- **PASSAGE FOR REVIEW**

Figure 2 demonstrates the impact of selected clinical and laboratory variables on the risk of asthma exacerbation, expressed as relative risks (RRs). As expected, the most important parameters describing risk of asthma exacerbation were severe asthma (RR 1.55 [95%CI: 1.19–2.03), p < 0.0001], treatment with oral corticosteroids at baseline (RR 2.15 [95%CI: 1.49–3.11], p < 0.0001), and GERD (2.5 [95%CI: 1.7–3.61], p < 0.0001). Moreover, asthmatics characterized by CLT ≥ 144.9 min and α2-macroglobulin <14.63 nmol/l had higher risks of asthma exacerbation than the remaining patients (RR 1.59 [95% CI: 1.05–2.03], p = 0.0002 and RR 1.34 [95% CI: 1.04–1.72], p < 0.0001, respectively) (Fig. 2).

- **EXERCISE**
Copy from the asthma exacerbation passage the part that opens with "Figure 2 demonstrates the" and closes with "p < 0.0001, respectively) (Fig. 2).", keeping its wording and punctuation unchanged.

- **RECORDS**
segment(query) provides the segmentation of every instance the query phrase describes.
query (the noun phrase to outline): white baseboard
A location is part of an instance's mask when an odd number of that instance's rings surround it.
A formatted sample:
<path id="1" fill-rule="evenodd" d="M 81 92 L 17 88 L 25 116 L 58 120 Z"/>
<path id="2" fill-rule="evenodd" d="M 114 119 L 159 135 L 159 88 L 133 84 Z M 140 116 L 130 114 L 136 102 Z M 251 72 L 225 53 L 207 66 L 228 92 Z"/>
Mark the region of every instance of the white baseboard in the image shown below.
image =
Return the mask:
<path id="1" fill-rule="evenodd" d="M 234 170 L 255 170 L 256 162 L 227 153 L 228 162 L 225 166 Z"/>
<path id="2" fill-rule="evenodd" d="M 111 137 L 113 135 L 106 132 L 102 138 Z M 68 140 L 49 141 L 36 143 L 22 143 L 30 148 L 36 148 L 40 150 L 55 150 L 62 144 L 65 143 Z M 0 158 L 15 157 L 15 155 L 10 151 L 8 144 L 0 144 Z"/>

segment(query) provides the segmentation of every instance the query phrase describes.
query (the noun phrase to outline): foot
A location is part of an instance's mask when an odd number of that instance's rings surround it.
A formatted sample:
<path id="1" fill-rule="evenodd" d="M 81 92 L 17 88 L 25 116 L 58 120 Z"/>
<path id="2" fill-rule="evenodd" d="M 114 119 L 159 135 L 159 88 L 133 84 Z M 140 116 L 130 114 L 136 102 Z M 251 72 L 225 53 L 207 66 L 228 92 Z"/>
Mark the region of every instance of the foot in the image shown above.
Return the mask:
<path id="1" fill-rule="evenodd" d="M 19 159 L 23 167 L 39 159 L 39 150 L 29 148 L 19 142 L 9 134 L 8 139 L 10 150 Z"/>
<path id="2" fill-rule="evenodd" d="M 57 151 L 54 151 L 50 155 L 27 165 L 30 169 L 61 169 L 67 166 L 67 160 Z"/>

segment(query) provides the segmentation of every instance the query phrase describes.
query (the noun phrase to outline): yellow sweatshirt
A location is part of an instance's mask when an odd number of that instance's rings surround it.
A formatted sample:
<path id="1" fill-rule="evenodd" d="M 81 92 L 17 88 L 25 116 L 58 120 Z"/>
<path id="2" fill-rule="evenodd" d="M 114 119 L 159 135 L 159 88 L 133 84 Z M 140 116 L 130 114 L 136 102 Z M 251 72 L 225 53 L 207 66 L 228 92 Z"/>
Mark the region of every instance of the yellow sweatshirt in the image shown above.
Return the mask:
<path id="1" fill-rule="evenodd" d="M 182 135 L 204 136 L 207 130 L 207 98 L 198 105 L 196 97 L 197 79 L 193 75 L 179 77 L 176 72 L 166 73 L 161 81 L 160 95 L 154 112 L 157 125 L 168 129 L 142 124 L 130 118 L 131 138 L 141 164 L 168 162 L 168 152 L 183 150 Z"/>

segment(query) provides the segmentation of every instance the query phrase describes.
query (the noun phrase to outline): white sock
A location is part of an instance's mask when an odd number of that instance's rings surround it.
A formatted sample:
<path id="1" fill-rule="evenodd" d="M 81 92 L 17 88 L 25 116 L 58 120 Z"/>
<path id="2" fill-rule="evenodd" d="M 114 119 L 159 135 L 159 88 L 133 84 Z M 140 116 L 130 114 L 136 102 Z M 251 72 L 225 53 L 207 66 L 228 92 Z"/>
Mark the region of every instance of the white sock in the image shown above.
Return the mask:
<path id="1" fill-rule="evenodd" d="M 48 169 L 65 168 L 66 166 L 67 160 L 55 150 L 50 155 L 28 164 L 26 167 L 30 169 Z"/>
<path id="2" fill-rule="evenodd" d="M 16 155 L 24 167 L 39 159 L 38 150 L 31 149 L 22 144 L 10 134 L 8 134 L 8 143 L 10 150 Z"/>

- **RESPONSE TO THIS EXERCISE**
Figure 2 demonstrates the impact of selected clinical and laboratory variables on the risk of asthma exacerbation, expressed as relative risks (RRs). As expected, the most important parameters describing risk of asthma exacerbation were severe asthma (RR 1.55 [95%CI: 1.19–2.03), p < 0.0001], treatment with oral corticosteroids at baseline (RR 2.15 [95%CI: 1.49–3.11], p < 0.0001), and GERD (2.5 [95%CI: 1.7–3.61], p < 0.0001). Moreover, asthmatics characterized by CLT ≥ 144.9 min and α2-macroglobulin <14.63 nmol/l had higher risks of asthma exacerbation than the remaining patients (RR 1.59 [95% CI: 1.05–2.03], p = 0.0002 and RR 1.34 [95% CI: 1.04–1.72], p < 0.0001, respectively) (Fig. 2).